Count every line in the records below that contains the string "woman". Report that number alone.

[Point localization data]
━━━

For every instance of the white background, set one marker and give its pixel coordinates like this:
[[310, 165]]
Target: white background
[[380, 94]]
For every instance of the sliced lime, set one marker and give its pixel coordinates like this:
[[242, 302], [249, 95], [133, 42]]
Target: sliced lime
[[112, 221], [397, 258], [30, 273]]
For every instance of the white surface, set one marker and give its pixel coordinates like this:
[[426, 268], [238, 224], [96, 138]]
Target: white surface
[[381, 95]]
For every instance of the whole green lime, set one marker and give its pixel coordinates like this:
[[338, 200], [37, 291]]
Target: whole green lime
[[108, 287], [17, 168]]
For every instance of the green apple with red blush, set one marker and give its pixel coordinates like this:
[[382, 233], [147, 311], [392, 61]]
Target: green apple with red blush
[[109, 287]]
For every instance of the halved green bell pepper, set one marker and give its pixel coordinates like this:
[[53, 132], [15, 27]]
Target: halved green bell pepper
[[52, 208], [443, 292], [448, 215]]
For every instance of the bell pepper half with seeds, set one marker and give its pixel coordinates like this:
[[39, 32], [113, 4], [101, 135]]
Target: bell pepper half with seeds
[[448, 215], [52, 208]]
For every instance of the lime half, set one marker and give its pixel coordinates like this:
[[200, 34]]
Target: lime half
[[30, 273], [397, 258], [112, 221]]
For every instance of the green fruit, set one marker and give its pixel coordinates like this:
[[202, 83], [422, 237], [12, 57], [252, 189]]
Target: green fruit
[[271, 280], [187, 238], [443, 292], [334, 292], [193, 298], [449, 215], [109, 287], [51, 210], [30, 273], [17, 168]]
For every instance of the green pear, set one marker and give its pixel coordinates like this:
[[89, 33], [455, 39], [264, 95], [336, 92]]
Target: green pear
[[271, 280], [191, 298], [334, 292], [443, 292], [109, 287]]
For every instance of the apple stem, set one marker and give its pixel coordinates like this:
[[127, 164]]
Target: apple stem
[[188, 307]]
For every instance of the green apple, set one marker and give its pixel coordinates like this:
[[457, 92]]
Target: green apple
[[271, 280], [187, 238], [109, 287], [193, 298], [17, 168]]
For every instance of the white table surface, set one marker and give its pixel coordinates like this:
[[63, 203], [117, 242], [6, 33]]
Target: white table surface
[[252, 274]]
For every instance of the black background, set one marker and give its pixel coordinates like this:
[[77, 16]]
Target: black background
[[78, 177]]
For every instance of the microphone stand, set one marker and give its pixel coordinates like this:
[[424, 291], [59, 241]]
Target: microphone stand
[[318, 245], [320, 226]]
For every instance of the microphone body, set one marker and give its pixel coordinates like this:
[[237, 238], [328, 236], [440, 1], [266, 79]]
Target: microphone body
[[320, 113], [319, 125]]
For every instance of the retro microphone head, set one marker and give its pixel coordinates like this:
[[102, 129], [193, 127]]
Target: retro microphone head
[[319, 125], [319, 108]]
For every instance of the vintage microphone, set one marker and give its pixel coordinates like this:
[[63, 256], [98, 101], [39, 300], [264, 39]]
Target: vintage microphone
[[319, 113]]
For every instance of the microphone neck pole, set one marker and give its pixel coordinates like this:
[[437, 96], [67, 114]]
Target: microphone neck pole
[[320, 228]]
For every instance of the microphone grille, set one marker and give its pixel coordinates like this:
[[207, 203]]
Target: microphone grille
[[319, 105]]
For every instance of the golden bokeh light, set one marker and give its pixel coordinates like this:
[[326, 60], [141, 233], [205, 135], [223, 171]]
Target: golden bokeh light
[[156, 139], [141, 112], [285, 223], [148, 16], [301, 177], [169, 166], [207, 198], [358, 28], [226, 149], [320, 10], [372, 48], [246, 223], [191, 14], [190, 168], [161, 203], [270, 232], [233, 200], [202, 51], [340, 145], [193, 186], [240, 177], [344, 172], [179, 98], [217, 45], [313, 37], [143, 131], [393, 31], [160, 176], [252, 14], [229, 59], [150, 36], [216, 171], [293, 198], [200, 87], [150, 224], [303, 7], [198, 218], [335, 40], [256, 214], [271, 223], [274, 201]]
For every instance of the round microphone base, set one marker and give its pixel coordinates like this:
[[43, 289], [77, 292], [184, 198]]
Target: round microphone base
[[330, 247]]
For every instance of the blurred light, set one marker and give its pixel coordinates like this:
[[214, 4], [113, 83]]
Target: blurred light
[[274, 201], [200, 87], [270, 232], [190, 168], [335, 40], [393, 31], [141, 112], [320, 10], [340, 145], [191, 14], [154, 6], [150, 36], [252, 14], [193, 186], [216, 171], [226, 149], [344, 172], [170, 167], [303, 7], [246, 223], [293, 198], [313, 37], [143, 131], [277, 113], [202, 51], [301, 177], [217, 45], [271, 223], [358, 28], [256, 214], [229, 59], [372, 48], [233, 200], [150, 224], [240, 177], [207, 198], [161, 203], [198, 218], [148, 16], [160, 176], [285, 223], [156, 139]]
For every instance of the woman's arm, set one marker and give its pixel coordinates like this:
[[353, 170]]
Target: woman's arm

━━━

# ANSWER
2